▸ **Source material**:
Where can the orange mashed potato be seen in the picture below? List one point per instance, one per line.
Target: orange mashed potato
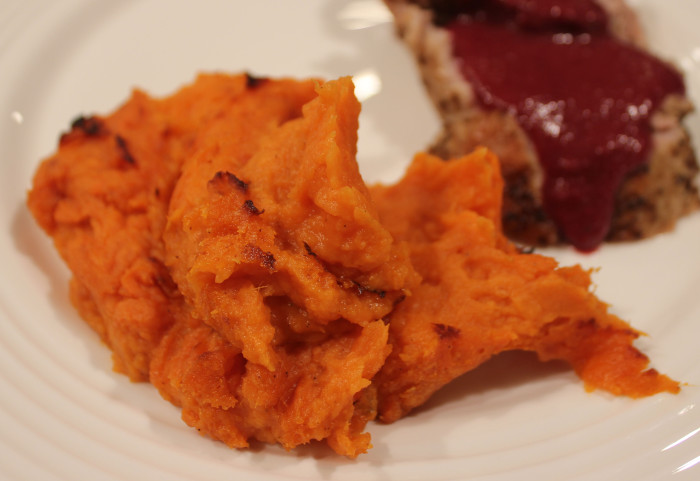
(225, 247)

--

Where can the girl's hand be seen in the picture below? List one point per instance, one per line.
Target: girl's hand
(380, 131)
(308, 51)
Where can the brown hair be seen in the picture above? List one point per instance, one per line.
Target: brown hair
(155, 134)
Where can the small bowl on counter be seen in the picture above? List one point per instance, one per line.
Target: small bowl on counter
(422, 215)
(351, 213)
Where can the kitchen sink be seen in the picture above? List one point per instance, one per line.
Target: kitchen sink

▸ **Stated exercise**: Reproduce only the material from the line containing "Where can the kitchen" down to the line containing "Target: kitchen sink", both lines included, and replace "kitchen sink" with "dish rack" while keeping everything else the same.

▸ **Response below**:
Where can the dish rack be seen in the picture above? List one point per instance, one per line.
Target: dish rack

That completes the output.